* [PROBLEM TO SOLVE] Print, in exact form, the lines below from the one containing "Mark one point per instance of the seated woman" through the one containing "Mark one point per instance of the standing woman", and omit all others.

**** PROVIDED MATERIAL ****

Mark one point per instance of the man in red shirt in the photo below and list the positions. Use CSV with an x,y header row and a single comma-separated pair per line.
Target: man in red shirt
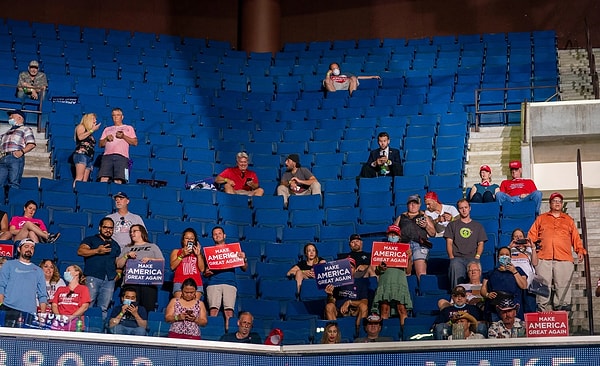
x,y
240,180
558,234
518,189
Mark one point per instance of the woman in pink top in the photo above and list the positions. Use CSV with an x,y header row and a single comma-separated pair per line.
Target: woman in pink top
x,y
187,262
27,226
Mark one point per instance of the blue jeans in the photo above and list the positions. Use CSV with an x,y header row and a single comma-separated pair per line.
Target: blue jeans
x,y
11,171
101,292
535,196
120,329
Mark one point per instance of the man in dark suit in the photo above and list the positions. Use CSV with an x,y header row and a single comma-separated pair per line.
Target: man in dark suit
x,y
384,161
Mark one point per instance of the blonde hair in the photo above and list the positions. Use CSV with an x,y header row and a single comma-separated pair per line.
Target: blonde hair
x,y
88,120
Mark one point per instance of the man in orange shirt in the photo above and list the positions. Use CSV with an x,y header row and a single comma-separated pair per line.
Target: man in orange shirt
x,y
558,234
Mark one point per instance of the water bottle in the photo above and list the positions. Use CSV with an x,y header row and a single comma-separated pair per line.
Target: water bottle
x,y
79,325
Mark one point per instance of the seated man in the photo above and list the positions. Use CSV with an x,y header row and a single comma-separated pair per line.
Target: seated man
x,y
129,318
469,325
509,326
240,180
297,180
383,161
440,214
32,83
459,304
244,333
348,300
518,189
372,325
335,80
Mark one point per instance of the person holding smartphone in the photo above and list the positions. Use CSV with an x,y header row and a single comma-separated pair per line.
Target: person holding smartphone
x,y
505,281
187,313
129,318
187,262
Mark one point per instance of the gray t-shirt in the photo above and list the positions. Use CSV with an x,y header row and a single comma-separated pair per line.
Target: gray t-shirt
x,y
465,237
147,250
122,226
301,173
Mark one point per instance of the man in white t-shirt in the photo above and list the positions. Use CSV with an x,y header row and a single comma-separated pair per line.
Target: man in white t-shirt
x,y
441,214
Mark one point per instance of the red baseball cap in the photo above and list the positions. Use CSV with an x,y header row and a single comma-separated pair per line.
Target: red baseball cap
x,y
554,195
515,164
432,196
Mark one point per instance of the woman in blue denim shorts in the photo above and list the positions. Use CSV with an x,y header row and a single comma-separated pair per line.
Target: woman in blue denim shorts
x,y
83,157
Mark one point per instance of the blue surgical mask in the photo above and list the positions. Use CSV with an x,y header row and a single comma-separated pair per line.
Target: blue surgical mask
x,y
393,238
68,276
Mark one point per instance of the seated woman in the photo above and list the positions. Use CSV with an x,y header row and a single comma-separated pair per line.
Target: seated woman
x,y
506,280
187,313
331,334
71,301
473,288
53,280
304,269
27,226
485,191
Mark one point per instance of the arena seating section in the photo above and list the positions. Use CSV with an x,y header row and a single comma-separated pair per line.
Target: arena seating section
x,y
195,103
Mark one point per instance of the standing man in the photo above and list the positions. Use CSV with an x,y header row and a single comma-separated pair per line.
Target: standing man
x,y
116,140
335,80
221,286
440,214
102,257
464,242
384,161
22,284
361,258
559,237
518,188
123,219
297,180
14,144
244,333
32,83
240,180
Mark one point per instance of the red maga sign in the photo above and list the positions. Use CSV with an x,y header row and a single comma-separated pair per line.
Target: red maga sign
x,y
7,250
547,324
223,256
393,254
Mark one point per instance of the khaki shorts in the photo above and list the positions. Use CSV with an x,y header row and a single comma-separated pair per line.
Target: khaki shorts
x,y
216,293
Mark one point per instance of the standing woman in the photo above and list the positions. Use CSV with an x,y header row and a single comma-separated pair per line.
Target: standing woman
x,y
392,287
83,157
186,313
304,269
73,300
485,191
53,280
187,262
141,249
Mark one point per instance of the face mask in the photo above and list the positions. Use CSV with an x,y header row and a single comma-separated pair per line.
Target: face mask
x,y
68,276
504,260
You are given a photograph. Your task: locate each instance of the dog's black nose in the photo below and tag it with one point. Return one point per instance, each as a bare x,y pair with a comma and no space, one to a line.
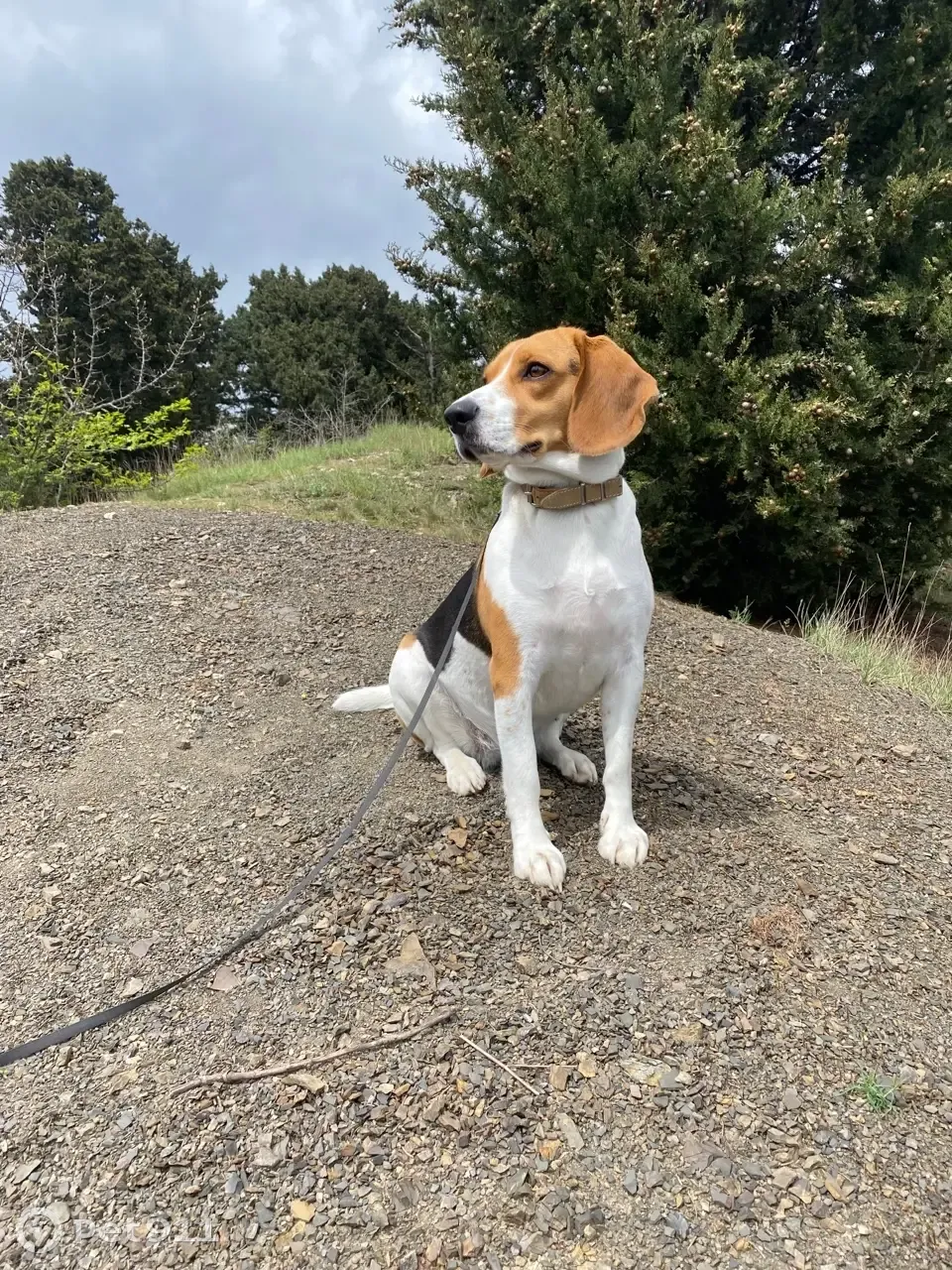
460,414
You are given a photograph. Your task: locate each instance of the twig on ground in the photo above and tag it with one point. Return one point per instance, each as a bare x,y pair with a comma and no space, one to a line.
263,1074
500,1064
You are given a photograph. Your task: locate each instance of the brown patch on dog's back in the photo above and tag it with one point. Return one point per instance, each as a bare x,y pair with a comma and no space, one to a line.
506,657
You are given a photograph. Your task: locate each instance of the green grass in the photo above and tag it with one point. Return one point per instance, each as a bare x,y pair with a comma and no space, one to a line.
879,1092
889,647
399,475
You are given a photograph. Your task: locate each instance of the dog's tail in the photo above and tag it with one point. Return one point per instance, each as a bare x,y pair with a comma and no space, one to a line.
365,698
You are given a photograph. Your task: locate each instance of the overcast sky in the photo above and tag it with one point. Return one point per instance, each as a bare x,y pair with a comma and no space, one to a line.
252,132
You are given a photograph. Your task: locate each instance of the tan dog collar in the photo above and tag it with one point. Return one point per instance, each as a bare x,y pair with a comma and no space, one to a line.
560,498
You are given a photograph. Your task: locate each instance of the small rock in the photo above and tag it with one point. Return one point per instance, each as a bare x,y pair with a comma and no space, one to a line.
558,1076
678,1224
587,1066
225,979
430,1112
570,1130
412,961
471,1243
884,857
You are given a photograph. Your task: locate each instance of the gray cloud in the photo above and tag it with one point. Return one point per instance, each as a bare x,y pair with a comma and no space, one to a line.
250,131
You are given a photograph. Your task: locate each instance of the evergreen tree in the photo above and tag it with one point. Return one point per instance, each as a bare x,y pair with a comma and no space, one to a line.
344,340
104,296
757,200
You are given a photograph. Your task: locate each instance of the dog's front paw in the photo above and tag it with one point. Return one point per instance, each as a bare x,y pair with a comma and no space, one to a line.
575,766
622,841
463,774
540,862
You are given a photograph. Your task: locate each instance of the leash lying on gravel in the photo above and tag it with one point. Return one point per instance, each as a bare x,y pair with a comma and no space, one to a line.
277,913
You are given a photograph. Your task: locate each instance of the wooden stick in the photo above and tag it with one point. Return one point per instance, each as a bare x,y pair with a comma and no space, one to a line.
264,1074
500,1064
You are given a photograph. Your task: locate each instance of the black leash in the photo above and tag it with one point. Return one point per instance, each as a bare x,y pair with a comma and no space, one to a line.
277,913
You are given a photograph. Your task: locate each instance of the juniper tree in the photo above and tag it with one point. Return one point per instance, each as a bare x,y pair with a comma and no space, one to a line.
102,296
757,200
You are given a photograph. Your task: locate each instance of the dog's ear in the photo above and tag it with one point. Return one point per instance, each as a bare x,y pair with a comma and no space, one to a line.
610,400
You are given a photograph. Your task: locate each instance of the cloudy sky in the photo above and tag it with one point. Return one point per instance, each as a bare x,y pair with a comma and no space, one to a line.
252,132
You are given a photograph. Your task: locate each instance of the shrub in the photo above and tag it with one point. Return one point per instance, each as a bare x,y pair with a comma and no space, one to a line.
55,449
757,200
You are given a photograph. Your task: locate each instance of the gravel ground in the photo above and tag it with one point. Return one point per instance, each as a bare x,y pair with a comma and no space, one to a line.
690,1032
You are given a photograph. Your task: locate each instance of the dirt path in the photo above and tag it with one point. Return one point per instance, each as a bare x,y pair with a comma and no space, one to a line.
168,763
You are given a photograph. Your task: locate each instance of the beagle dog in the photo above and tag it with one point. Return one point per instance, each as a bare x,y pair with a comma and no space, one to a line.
562,599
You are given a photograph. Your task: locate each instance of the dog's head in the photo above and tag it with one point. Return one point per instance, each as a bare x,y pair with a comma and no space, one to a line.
558,390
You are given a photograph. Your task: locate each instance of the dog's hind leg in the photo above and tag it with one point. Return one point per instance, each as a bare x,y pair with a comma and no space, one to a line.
549,748
442,730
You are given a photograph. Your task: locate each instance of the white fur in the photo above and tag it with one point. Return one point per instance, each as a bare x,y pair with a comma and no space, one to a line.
365,698
576,590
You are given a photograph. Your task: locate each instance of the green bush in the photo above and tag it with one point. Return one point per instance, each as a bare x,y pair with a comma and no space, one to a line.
55,449
757,200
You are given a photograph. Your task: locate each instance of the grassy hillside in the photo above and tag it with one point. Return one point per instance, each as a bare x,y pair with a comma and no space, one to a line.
399,475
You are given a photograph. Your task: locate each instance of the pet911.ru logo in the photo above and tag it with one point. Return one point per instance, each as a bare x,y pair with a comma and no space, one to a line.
45,1227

****

* [RESULT]
Mark one point per instance of the seated woman in the photo above and list the positions. Use CSV with an x,y header row and a single comma-separated pair per line.
Target: seated woman
x,y
506,280
187,313
331,334
71,301
473,288
53,280
304,269
27,226
485,191
Mark one point per instance of the arena seating section in the photo above and list the positions. Use CSV with an x,y header row and a single comma-separated pair per line.
Target: arena seating section
x,y
195,103
Mark one point per instance of the standing man in the photo above and list the positions. Use CSV with an x,y header row and a single comma-separated pair per line.
Target: standing man
x,y
116,140
335,80
221,286
440,214
102,257
464,242
384,161
22,284
361,258
559,237
518,188
123,219
297,180
14,144
244,333
32,83
240,180
Mark one point per instance of the red maga sign in the photo above and list the positions. Use CSV with an x,y header row and a single comma-separated pair per line.
Target: red maga sign
x,y
7,250
547,324
223,256
393,254
Mark one point per instance of the khaki shorts in the photo above and list the positions. Use CSV with an x,y header row and a single comma-separated pair per line.
Target: khaki shorts
x,y
216,293
Mark one point per instance of the standing woman in the photo above and list the positions. Use CSV with an x,y header row and a single comma-separated pair per line.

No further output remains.